--- start of Provided entries ---
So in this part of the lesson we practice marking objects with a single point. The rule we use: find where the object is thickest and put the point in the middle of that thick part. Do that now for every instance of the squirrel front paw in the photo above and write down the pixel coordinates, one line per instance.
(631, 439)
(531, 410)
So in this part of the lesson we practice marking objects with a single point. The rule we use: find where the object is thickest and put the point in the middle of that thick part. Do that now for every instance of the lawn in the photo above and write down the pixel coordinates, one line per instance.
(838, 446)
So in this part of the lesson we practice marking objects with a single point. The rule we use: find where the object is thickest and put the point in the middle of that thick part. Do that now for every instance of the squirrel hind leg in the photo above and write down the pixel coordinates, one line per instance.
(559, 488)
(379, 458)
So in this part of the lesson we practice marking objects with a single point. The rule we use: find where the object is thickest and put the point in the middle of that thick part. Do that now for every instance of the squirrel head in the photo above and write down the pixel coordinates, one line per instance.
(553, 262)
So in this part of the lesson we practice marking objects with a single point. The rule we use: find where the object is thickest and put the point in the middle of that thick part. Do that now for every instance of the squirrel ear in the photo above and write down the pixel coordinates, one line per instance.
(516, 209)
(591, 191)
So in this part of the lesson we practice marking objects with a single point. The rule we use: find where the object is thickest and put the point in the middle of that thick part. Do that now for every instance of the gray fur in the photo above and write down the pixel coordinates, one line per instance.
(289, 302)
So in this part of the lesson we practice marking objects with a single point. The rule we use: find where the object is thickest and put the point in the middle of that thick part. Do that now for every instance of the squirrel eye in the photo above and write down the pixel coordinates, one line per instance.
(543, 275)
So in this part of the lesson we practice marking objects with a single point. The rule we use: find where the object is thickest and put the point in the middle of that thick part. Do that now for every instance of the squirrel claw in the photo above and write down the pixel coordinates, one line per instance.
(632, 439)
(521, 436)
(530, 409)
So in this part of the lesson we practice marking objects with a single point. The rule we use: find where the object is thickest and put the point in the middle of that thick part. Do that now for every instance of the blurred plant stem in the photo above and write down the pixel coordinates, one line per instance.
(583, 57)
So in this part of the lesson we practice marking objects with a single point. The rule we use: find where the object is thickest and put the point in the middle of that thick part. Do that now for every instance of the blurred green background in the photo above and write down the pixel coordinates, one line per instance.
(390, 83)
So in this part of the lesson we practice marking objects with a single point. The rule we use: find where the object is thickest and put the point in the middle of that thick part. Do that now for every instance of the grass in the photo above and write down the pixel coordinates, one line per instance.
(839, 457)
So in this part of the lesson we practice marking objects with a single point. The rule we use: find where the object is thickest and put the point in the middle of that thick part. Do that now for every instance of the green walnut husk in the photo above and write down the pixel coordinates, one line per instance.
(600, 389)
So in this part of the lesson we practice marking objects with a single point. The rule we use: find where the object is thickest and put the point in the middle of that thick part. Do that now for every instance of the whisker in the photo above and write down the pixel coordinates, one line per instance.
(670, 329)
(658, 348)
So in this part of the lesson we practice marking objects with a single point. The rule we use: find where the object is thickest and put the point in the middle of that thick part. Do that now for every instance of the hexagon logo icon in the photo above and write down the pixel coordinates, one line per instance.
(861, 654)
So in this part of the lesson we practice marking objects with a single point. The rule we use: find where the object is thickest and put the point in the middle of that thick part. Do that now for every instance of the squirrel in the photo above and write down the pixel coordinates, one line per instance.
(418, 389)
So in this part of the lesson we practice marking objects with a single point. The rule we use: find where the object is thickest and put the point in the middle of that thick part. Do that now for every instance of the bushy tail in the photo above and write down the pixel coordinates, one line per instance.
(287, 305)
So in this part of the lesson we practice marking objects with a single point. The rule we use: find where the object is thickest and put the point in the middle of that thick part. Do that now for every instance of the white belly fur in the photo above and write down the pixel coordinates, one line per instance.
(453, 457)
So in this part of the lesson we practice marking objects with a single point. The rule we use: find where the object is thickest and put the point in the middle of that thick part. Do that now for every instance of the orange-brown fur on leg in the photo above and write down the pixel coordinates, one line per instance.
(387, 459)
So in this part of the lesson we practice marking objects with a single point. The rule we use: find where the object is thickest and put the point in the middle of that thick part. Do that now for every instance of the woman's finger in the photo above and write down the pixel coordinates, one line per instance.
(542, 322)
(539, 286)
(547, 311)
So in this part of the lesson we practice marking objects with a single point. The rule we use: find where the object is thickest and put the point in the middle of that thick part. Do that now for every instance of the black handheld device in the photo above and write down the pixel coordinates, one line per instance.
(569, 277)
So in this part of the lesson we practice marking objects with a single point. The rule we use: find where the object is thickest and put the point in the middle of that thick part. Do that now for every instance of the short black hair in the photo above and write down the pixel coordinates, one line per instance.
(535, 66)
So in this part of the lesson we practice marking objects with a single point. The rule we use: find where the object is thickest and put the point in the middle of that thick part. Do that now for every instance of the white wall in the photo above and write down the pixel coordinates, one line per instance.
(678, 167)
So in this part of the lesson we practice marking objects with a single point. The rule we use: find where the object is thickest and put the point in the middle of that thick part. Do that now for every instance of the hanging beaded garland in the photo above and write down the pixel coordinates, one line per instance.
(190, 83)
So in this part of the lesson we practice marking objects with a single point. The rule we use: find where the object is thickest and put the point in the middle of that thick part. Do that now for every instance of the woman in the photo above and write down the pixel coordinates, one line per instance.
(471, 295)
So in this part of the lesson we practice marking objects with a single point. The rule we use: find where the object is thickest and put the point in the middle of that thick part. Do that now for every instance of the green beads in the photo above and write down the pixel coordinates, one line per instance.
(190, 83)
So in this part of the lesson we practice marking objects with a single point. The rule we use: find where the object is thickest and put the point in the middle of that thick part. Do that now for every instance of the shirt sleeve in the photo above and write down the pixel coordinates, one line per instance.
--- end of Provided entries ---
> [Stated problem] Make an exact copy of every line from the one with "the white wall" to the end of the data, with the first and last of those lines included.

> [Exercise response]
So in this part of the lesson we practice marking objects with a single point. The rule we use: find where the object is thickest and put the point in the middle of that thick part. Do that now for every instance of the white wall in the photo above and write down the pixel coordinates, one line per instance.
(678, 167)
So in this part of the lesson we practice marking objects with a single point. The rule we use: find where the object is thickest and put the point in the middle of that thick part. Do that now for every instance of the hanging beaded garland in the photo above and write down the pixel coordinates, one line per instance.
(190, 83)
So in this part of the lesson we practice marking objects with a single point. The rule we use: find where the object is thickest and put the point in the middle of that thick part. Do that now for every instance of the woman in the photo above and write down the pixel coordinates, one line per instance.
(471, 295)
So in this part of the lesson we practice marking objects with a single point. The rule we use: find where the object is thickest and put the point in the middle of that thick part. Do that now for every instance of the green beads in the photo above and write down the pixel coordinates, one line per instance.
(190, 83)
So in this part of the lesson we practice marking objects with a single point. The rule we use: find where the object is thickest and put the point in the middle of that thick part. Do that now for every instance of the shirt sleeve in the photo above and write down the pixel coordinates, one line per instance.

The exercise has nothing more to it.